- **PROVIDED TEXT**
= = = =

CALGARY, ALBERTA–(Marketwired – Dec. 2, 2015) – Athabasca Oil Corporation (TSX:ATH) (“Athabasca” or “the Company”) is pleased to announce that its Board of Directors has approved a 2016 capital budget of $91 million. This budget is closely aligned with Athabasca’s key strategic priorities which include preserving a strong balance sheet to manage through economic cycles, demonstrating execution excellence in both core Light Oil and Hangingstone assets and positioning the Company to capitalize on future economic growth. Despite lower planned expenditures relative to 2015, Athabasca anticipates annual per share production growth in excess of 125% in 2016.

= = = =

- **ENTRIES PROVIDED**
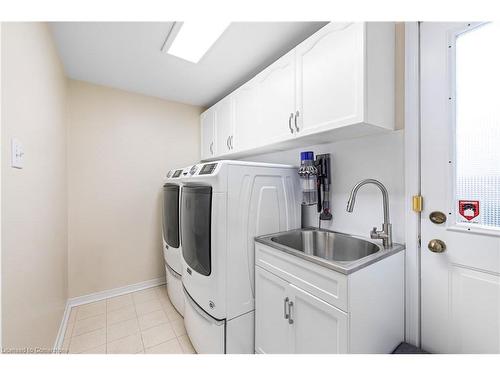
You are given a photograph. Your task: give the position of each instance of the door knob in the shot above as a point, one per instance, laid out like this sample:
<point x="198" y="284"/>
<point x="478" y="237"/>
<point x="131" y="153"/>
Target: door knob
<point x="436" y="246"/>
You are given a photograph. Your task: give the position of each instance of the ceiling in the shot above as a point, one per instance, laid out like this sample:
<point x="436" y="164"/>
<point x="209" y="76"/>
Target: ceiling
<point x="127" y="56"/>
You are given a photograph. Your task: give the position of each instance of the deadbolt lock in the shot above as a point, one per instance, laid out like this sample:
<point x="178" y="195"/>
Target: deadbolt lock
<point x="436" y="246"/>
<point x="437" y="217"/>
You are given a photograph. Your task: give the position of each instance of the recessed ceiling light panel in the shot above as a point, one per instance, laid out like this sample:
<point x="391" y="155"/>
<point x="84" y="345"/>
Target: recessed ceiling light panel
<point x="193" y="39"/>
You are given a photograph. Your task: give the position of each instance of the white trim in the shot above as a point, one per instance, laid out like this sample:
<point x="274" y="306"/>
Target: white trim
<point x="412" y="183"/>
<point x="62" y="329"/>
<point x="99" y="296"/>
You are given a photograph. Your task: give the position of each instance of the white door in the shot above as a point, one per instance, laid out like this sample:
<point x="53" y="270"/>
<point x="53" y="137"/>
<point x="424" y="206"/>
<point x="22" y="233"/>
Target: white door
<point x="224" y="125"/>
<point x="271" y="326"/>
<point x="276" y="99"/>
<point x="317" y="327"/>
<point x="248" y="132"/>
<point x="207" y="119"/>
<point x="460" y="178"/>
<point x="330" y="77"/>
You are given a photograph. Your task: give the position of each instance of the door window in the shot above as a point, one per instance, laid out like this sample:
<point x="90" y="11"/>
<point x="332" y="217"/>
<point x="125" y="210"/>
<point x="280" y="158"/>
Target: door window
<point x="477" y="122"/>
<point x="171" y="214"/>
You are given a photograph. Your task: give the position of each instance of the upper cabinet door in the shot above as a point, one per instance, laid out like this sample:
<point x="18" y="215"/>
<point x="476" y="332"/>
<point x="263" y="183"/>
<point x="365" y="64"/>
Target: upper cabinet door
<point x="330" y="75"/>
<point x="318" y="327"/>
<point x="248" y="132"/>
<point x="207" y="120"/>
<point x="276" y="99"/>
<point x="224" y="125"/>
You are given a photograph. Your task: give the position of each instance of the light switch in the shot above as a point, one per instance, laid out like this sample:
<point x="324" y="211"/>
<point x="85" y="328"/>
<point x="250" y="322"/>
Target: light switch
<point x="17" y="155"/>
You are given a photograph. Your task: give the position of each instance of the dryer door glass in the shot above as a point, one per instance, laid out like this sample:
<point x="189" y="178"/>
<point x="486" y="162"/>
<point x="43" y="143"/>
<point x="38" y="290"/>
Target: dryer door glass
<point x="171" y="214"/>
<point x="196" y="214"/>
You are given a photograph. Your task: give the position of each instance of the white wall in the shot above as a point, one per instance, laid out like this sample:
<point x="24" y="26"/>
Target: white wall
<point x="120" y="146"/>
<point x="380" y="157"/>
<point x="34" y="209"/>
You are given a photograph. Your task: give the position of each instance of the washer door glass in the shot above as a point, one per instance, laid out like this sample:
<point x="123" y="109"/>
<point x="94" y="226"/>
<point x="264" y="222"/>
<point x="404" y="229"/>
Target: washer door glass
<point x="171" y="214"/>
<point x="196" y="214"/>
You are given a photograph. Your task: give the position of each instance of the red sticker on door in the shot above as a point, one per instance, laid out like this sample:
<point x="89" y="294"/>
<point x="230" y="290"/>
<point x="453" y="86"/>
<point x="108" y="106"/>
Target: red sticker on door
<point x="469" y="210"/>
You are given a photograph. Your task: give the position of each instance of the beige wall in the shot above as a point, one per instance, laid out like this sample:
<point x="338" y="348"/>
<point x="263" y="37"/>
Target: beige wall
<point x="34" y="209"/>
<point x="120" y="146"/>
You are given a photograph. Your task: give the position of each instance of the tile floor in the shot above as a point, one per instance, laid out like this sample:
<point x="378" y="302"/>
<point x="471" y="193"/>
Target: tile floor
<point x="139" y="322"/>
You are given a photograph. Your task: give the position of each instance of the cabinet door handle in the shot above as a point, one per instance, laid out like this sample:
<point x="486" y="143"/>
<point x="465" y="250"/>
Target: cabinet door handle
<point x="285" y="303"/>
<point x="290" y="305"/>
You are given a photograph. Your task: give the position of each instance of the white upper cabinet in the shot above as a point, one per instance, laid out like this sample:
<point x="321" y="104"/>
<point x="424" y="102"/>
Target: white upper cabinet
<point x="224" y="125"/>
<point x="330" y="78"/>
<point x="207" y="123"/>
<point x="345" y="76"/>
<point x="337" y="84"/>
<point x="276" y="99"/>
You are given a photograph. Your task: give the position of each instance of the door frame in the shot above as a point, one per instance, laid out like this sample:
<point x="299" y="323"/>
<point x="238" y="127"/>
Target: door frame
<point x="412" y="182"/>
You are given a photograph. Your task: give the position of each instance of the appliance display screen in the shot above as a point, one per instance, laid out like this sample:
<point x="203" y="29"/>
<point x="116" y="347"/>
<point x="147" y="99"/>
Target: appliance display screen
<point x="208" y="168"/>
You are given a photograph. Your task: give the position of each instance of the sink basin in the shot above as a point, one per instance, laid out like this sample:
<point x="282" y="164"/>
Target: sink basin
<point x="338" y="251"/>
<point x="327" y="245"/>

= = = =

- **EXERCISE 1**
Summarize the Athabasca Oil budget announcement in two sentences.
- **EXERCISE 2**
Pick up the Athabasca Oil budget announcement after its final sentence and continue writing it.

- **RIGHT ANSWER 1**
Athabasca Oil Corporation announced on Dec. 2, 2015, that its Board of Directors approved a 2016 capital budget of $91 million. The budget is closely aligned with its strategic priorities, which include preserving a strong balance sheet, executing well in its Light Oil and Hangingstone assets, and positioning for future growth, and despite lower planned spending than in 2015, the Company expects annual per share production growth of more than 125% in 2016.

- **RIGHT ANSWER 2**
2016 Capital Budget and Production Guidance
Athabasca’s 2016 capital budget of $91 million is centered on capital management which will allow the Company to strategically advance its core assets. Based on this level of capital spending, Athabasca is targeting average corporate production of 16,000 – 18,000 boe/d in 2016. This includes Hangingstone ramping up to design capacity towards the end of the year and maintaining 2015 exit volumes within Light Oil following the completion of the 2015/16 winter program.
Light Oil Division
In the Light Oil Division, Athabasca commenced drilling operations for the winter 2015/16 program in September and has allocated $71 million in 2016 to complete planned activities. Average Light Oil production in 2016 is anticipated to be 7,000 – 8,000 boe/d, in-line with the Company’s 2015 exit rate guidance. Additional capital activities for the balance of the year will be assessed post break-up and will be contingent on projects meeting internal hurdle rates and stability in commodity markets.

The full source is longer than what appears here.